> **Required work**
• 1. Answer these about the Scrapinghub 2017 review:
(a) How many pages were crawled in 2017?
(b) In which month was Data on Demand launched?
(c) Which two earlier platform improvements are named under "Scrapy Cloud"?
• 2. Write out the stretch of the Scrapinghub 2017 review from "Let’s start with" through "started with Scrapy.", swapping "streamline" for "simplify".
• 3. Extend the Scrapinghub 2017 review from the point where it stops.

Looking back at 2017

It’s been another standout year for Scrapinghub and the scraping community at large. Together we crawled 79.1 billion pages (nearly double 2016), with over 103 billion scraped records; what a year!

We’ll do our best here to give you the highlights of 2017 and whet your appetite for what you can expect in 2018 - let’s get into it:

What’s new

Let’s start with some of what was new in 2017!

In July we launched a new offering specifically for data subscriptions that we call Data on Demand. Our aim is to streamline how we deliver data solutions and create an offering that is quicker and easier for everyone. Then, we created our Enterprise Scrapy Training program. It’s everything that’s needed for teams to learn web scraping and get started with Scrapy.

We introduced a dedicated Account Management team. Perks include regular performance reviews, product sponsorship opportunities, and one-on-one project/product support for our Enterprise clients. We've invested in new programs and campaigns to better follow-up and engage with customers, provide personalized onboarding experience, and improve how we gather and act on customer feedback.

Highlights

Scrapy Cloud

In previous years we focused on the technical capabilities and improvements of the platform, like Docker support and a complete overhaul of our Scrapy Cloud architecture. While that will always be a must for us, this year we also gave more focus to usability and helping you, our customers, get more out of the platform.

(Extracted data entries)
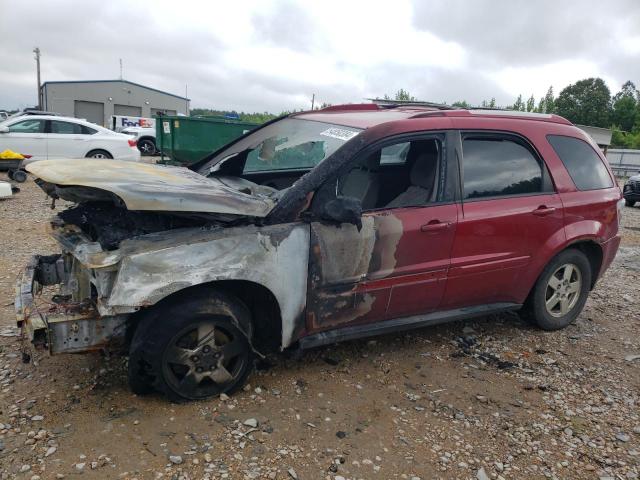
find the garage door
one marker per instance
(162, 111)
(90, 111)
(127, 110)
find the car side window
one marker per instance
(395, 154)
(395, 176)
(583, 164)
(65, 127)
(28, 126)
(495, 166)
(87, 131)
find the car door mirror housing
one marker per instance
(343, 210)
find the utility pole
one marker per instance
(36, 50)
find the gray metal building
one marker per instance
(97, 100)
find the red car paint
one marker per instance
(485, 251)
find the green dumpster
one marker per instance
(187, 140)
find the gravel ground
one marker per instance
(489, 398)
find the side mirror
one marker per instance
(343, 210)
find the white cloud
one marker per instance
(537, 79)
(273, 55)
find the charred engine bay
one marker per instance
(108, 225)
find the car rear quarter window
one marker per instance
(66, 127)
(495, 166)
(585, 166)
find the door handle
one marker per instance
(543, 211)
(434, 226)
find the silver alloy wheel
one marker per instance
(563, 290)
(146, 147)
(203, 359)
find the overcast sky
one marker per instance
(273, 55)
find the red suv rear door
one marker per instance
(509, 212)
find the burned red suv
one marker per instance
(319, 227)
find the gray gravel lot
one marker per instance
(489, 398)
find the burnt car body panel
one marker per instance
(149, 187)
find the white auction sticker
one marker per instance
(339, 133)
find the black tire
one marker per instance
(99, 154)
(555, 308)
(146, 146)
(192, 348)
(19, 176)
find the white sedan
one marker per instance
(41, 137)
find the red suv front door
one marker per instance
(509, 212)
(395, 264)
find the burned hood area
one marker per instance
(108, 225)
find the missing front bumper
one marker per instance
(61, 326)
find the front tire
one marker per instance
(193, 349)
(99, 154)
(561, 290)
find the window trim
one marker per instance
(604, 163)
(41, 121)
(547, 179)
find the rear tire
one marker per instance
(99, 154)
(192, 349)
(19, 176)
(561, 291)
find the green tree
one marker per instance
(626, 111)
(461, 104)
(531, 104)
(404, 96)
(586, 102)
(549, 102)
(489, 104)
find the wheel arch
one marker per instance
(591, 249)
(93, 150)
(593, 252)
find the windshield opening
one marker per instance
(284, 146)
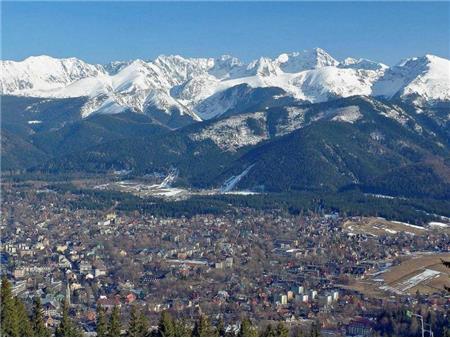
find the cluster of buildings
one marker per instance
(268, 265)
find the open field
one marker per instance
(423, 272)
(377, 226)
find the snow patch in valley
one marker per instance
(235, 132)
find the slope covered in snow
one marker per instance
(198, 88)
(421, 80)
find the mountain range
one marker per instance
(199, 89)
(301, 121)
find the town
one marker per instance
(319, 274)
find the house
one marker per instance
(130, 298)
(360, 327)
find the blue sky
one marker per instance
(104, 31)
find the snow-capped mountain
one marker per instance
(420, 80)
(43, 75)
(198, 88)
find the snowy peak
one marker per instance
(362, 64)
(421, 80)
(199, 87)
(43, 73)
(304, 60)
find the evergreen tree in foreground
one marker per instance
(133, 324)
(269, 331)
(247, 329)
(37, 319)
(115, 326)
(9, 316)
(25, 328)
(202, 328)
(166, 326)
(101, 322)
(143, 325)
(282, 330)
(182, 329)
(220, 328)
(66, 327)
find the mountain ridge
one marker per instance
(174, 85)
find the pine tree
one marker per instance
(101, 322)
(166, 327)
(315, 329)
(182, 329)
(9, 316)
(247, 329)
(202, 327)
(282, 330)
(269, 331)
(220, 328)
(25, 327)
(66, 327)
(37, 320)
(133, 324)
(143, 325)
(413, 327)
(115, 326)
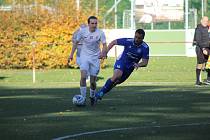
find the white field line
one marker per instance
(128, 128)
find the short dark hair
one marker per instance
(141, 32)
(91, 17)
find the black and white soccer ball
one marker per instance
(78, 100)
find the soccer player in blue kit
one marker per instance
(135, 55)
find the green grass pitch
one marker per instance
(159, 102)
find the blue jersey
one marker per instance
(131, 54)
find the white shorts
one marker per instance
(78, 61)
(90, 64)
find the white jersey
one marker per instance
(74, 39)
(91, 41)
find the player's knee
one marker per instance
(93, 85)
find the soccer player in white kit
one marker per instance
(90, 55)
(77, 46)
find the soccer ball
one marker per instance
(78, 100)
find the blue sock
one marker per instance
(106, 88)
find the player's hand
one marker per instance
(136, 65)
(103, 55)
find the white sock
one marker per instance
(92, 93)
(83, 91)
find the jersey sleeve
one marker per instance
(122, 42)
(79, 35)
(146, 53)
(103, 38)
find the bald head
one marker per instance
(204, 21)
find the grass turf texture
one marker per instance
(167, 97)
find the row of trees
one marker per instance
(51, 28)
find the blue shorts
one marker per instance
(125, 69)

> **Solved problems**
• 1.
(a) 79.1 billion pages
(b) July
(c) Docker support and a complete overhaul of the Scrapy Cloud architecture

• 2.
Let’s start with some of what was new in 2017!

In July we launched a new offering specifically for data subscriptions that we call Data on Demand. Our aim is to simplify how we deliver data solutions and create an offering that is quicker and easier for everyone. Then, we created our Enterprise Scrapy Training program. It’s everything that’s needed for teams to learn web scraping and get started with Scrapy.

• 3.
First we made it easier to deploy spiders, including the ability to sync and deploy from Github repository within Scrapy Cloud. You can even sign using Github so that your spiders are ready to run right away.

Then, we took a look at improving the platform as a whole, with an updated interface that not only looks better (at least we think so!), but consumes less resources, and is faster and easier to use. The early results have been impressive and we’re just getting started!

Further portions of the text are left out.